BEGIN Information

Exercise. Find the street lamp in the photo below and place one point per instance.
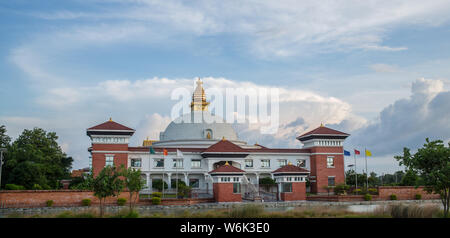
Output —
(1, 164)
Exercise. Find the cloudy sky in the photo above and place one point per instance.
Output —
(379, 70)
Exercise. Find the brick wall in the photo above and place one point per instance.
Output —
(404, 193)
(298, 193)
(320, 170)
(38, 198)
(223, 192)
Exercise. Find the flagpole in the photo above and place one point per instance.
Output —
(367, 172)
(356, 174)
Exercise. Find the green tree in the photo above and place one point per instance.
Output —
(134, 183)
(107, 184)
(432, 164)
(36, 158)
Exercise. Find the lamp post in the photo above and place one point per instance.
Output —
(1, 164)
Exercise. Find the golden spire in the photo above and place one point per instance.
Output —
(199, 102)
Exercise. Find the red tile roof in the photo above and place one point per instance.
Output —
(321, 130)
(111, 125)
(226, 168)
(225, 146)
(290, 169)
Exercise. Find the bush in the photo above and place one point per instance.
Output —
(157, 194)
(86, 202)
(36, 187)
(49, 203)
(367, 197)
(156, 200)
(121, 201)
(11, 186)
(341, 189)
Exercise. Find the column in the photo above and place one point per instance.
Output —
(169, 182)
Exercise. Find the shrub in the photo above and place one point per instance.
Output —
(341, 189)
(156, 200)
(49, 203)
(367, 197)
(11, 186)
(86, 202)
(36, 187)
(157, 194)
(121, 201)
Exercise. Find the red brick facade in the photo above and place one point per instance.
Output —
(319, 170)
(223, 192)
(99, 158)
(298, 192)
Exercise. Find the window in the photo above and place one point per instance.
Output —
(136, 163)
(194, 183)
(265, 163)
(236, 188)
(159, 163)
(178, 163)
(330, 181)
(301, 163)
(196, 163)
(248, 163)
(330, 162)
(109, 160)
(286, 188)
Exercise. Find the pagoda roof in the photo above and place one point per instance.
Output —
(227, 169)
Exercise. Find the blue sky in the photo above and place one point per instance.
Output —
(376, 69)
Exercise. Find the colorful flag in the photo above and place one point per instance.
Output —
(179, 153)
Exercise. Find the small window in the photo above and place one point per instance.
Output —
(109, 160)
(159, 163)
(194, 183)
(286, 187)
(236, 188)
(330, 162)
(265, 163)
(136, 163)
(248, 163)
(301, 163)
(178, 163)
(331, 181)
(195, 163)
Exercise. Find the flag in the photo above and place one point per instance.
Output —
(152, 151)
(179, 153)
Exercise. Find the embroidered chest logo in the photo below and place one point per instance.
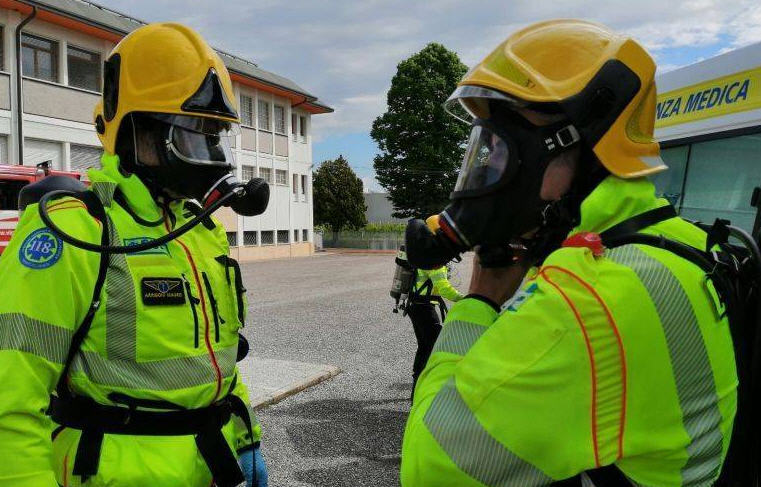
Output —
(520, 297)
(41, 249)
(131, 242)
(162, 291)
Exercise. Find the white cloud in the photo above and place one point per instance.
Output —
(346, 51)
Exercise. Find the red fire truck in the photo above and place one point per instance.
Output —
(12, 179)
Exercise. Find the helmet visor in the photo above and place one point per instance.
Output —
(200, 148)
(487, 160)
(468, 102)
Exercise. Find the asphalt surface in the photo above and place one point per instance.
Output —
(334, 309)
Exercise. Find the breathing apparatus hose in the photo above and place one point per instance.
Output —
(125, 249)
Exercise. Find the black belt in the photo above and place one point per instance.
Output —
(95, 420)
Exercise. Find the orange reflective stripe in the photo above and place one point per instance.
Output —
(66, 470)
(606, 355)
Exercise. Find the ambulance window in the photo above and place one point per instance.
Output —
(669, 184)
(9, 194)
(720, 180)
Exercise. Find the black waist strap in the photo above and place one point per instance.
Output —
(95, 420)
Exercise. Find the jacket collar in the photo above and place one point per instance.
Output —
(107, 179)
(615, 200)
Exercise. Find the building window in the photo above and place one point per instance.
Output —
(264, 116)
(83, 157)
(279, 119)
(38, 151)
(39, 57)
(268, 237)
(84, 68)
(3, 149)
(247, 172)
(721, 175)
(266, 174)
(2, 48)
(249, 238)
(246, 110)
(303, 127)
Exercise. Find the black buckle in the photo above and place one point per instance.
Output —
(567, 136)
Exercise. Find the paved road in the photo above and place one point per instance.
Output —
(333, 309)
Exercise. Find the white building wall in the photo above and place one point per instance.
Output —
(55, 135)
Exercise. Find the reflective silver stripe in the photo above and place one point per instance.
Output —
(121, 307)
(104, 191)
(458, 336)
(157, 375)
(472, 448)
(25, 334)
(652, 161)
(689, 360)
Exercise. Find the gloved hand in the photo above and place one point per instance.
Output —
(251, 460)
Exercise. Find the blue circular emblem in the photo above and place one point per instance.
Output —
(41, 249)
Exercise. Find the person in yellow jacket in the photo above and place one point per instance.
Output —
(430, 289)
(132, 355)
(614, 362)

END Information

Task goal: Each entry above should be given again exactly, with its pictures omitted.

Answer for the task:
Exercise. Find the street lamp in the photo below and place one point per instance.
Output —
(1, 164)
Exercise. Find the cloudy sky in the photo above and place one point per instance.
Output —
(379, 70)
Exercise. Find the brick wall in the photo above and place one point per instance.
Output —
(404, 193)
(298, 193)
(320, 170)
(38, 198)
(223, 192)
Exercise. Find the flagpole in the photo above and place one point per instance.
Output —
(367, 172)
(356, 174)
Exercise. Find the green tree in the photo above and place one point per instance.
Output —
(134, 183)
(107, 184)
(432, 164)
(36, 158)
Exercise. Find the lamp post in the photo above and place one point per instance.
Output —
(1, 164)
Exercise. Find the golden spire in the photo above and place one point per instance.
Output —
(199, 102)
Exercise. Find the red tile roof in the photo above and place one point per instance.
Output —
(321, 130)
(111, 125)
(226, 168)
(225, 146)
(290, 169)
Exercise. Find the bush in the photo above and place one point per instance.
Output —
(157, 194)
(86, 202)
(36, 187)
(49, 203)
(367, 197)
(156, 200)
(121, 201)
(11, 186)
(341, 189)
Exercise. Find the column in the photo above and place one point per instance.
Output —
(169, 182)
Exercise. Find the shrub in the photo above and place one point per instance.
Output —
(341, 189)
(156, 200)
(49, 203)
(367, 197)
(11, 186)
(86, 202)
(36, 187)
(157, 194)
(121, 201)
Exercise. Find the red brick facade in the photo above and place one point per instance.
Output —
(319, 170)
(223, 192)
(99, 158)
(298, 192)
Exercise. Find the window in the photo above and place one point per instance.
Output —
(136, 163)
(194, 183)
(265, 163)
(236, 188)
(159, 163)
(178, 163)
(330, 181)
(301, 163)
(196, 163)
(248, 163)
(330, 162)
(109, 160)
(286, 188)
Exercise. Find the pagoda roof in the photo above and place one point per instance.
Output —
(227, 169)
Exercise. Find the blue sky in the photo above and place one point per instance.
Output —
(376, 69)
Exercise. Find the colorful flag in the photo above and place one point per instance.
Output —
(179, 153)
Exercise. Find the small window in the photo above and place one point per instance.
Output —
(109, 160)
(159, 163)
(194, 183)
(286, 187)
(236, 188)
(330, 162)
(265, 163)
(136, 163)
(248, 163)
(301, 163)
(178, 163)
(331, 181)
(195, 163)
Exercise. Find the flag in the photo above and place one point per instance.
Output —
(152, 151)
(179, 153)
Exercise. Find the embroidered chest logo in the photo below and place one point per instance.
Output —
(520, 297)
(41, 249)
(131, 242)
(162, 291)
Exercise. Find the white cloud in the photo above and place one point per instance.
Output —
(346, 51)
Exercise. Find the red fire truck in the photo above and place one point per instance.
Output —
(12, 179)
Exercise. Find the helmet visor in the photo above and place one point per instance.
Output —
(200, 148)
(487, 160)
(468, 102)
Exercise. Find the asphalt surface in the photo above and place one point per instance.
Output —
(334, 309)
Exercise. Find the breathing apparatus hose in the photo above and place one point per instance.
Output —
(125, 249)
Exercise. Find the black belt in the photo above and place one point per instance.
Output —
(95, 420)
Exercise. Find the orange reflective stripe in the photo above and place one point per instance.
Output —
(66, 470)
(606, 355)
Exercise. Find the ambulance window in the photo above and place one point per instance.
Output —
(669, 184)
(9, 194)
(720, 180)
Exercise. Find the black waist strap in the photo above and place one point per instance.
Output —
(95, 420)
Exercise. Find the jacket collar in the photo above and place one point per instance.
Output —
(107, 179)
(615, 200)
Exercise. Find the building window in the photo above and place one point per instance.
Output —
(264, 116)
(83, 157)
(279, 119)
(38, 151)
(39, 57)
(268, 237)
(84, 68)
(3, 149)
(247, 172)
(721, 175)
(266, 174)
(2, 48)
(249, 238)
(246, 110)
(303, 127)
Exercise. Find the black buckle in the photo above and place one point per instance.
Output —
(567, 136)
Exercise. Find the paved road in the photo above and place one point per instance.
Output —
(333, 309)
Exercise. Find the white building wall in the photo above and place one point per instance.
Output —
(55, 135)
Exercise. Find the reflective silver stripe in the photo above and place one point per instance.
Output —
(121, 307)
(104, 191)
(458, 336)
(157, 375)
(472, 448)
(25, 334)
(652, 161)
(689, 360)
Exercise. Find the gloved hand in the photo above and place one point per instance.
Output —
(251, 460)
Exercise. Find the blue circular emblem in the photo above and place one point per instance.
Output —
(41, 249)
Exercise. Find the person in yellow jacket in the photo above and place one point per instance.
Output —
(430, 289)
(132, 355)
(614, 362)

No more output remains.